=== WHAT YOU HAVE TO DO ===
Each line of the data must be set down again without a single difference.

=== DATA SUPPLIED ===
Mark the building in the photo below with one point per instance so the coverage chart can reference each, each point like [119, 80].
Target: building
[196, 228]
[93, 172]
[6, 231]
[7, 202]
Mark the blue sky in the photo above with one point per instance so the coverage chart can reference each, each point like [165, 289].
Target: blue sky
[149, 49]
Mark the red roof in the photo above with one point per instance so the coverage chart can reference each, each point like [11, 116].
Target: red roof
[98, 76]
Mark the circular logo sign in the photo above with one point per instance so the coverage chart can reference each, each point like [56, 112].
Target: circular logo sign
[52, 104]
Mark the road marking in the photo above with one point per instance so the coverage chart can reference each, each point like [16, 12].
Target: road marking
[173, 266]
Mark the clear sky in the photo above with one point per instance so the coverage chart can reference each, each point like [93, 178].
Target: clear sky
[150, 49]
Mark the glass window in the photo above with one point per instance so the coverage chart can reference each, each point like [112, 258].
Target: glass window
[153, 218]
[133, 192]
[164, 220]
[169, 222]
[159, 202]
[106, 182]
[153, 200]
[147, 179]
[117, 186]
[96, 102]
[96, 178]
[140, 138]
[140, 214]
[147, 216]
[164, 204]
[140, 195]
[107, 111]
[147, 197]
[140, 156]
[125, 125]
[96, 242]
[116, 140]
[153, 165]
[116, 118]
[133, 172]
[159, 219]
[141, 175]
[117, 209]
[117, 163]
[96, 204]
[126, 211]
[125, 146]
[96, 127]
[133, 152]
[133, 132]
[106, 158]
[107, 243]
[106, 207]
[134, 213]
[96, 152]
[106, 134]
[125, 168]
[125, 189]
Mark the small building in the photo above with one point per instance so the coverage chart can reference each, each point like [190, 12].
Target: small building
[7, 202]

=== OUTPUT ===
Mark the building in the photo below with one point per instance so the coverage chart can reference each, each point like [119, 80].
Target: building
[196, 228]
[93, 172]
[6, 231]
[7, 202]
Mark the blue sky in the photo above with one point per instance so the coverage chart can reference each, each point like [165, 289].
Target: blue sky
[149, 49]
Mark the red roof in the photo above with one point per instance so the coverage chart can reference each, each point like [11, 116].
Target: red roof
[98, 76]
Mark the circular logo sign in the photo above with one point per instance so the coverage chart can reference each, each point like [56, 112].
Target: circular logo sign
[52, 104]
Mark the road marking in the photo above with one point per instance so the coverage chart can reference each, each point like [16, 12].
Target: road marking
[173, 266]
Mark the clear sky in the photo above with one point per instance so the coverage chart can reference each, each point like [93, 178].
Target: clear sky
[150, 49]
Mark the glass window in the photo above with one point per instance so the coverage chart can reference each, each point like [112, 258].
Target: glass window
[153, 218]
[133, 192]
[164, 220]
[169, 222]
[159, 202]
[106, 182]
[153, 200]
[147, 179]
[117, 186]
[96, 102]
[96, 178]
[140, 138]
[140, 214]
[147, 216]
[164, 204]
[140, 195]
[107, 111]
[147, 197]
[140, 156]
[125, 125]
[96, 242]
[116, 140]
[153, 165]
[116, 118]
[133, 172]
[159, 219]
[141, 175]
[117, 209]
[117, 163]
[96, 204]
[126, 211]
[125, 146]
[96, 127]
[133, 152]
[133, 132]
[106, 158]
[107, 243]
[106, 207]
[134, 213]
[96, 152]
[106, 134]
[125, 168]
[125, 189]
Mark the small building in the photo above with one point per instance so the coverage chart can reference each, each point like [190, 12].
Target: small building
[7, 202]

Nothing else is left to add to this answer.